+++ Data rows
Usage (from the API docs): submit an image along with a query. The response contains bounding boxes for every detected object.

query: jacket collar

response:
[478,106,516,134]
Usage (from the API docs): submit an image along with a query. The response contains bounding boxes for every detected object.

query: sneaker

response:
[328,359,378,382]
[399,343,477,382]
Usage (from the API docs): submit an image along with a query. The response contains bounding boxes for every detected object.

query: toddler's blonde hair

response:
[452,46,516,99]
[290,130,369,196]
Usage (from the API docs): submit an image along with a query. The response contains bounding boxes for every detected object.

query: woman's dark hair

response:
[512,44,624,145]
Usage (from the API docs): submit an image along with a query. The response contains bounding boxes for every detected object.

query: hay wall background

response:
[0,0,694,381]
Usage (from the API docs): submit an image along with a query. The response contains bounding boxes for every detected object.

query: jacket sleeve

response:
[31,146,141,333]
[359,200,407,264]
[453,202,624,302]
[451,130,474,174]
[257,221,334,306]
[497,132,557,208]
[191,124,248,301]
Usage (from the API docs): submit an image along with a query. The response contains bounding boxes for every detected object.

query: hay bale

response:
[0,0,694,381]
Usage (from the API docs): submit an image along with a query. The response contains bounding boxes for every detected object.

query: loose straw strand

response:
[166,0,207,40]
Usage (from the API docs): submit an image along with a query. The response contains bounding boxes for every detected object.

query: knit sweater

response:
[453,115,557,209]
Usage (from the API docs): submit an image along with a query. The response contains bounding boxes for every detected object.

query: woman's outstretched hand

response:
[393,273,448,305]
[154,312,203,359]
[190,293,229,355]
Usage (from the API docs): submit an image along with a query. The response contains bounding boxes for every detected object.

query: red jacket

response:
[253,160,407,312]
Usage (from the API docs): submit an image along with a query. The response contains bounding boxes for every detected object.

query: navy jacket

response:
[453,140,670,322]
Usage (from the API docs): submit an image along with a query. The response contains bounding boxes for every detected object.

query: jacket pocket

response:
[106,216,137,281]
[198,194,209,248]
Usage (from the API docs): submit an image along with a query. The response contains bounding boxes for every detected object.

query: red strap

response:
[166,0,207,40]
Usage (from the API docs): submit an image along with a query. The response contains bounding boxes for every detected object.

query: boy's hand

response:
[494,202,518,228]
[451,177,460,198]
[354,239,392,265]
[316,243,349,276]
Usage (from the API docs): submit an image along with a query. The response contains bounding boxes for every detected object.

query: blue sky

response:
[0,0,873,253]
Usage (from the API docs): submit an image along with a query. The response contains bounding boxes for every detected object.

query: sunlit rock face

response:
++++++
→ **Work to do**
Reproduce the material verbatim from its first line through the line containing "[290,130,369,196]", including both of those lines.

→ **Complete response**
Usage (from the API docs): submit an image along with a query. The response contains bounding boxes for every detected object.

query: jacket collar

response:
[478,106,516,134]
Usage (from the API docs): submit an image along with a query. The response contains bounding boxes for every detected object.

query: sneaker

response:
[328,359,378,382]
[399,343,477,382]
Usage (from the API docs): submit an image along with a query. The response contains bounding boxes for every detected object.

query: toddler's blonde hair

response:
[452,46,516,99]
[290,130,369,196]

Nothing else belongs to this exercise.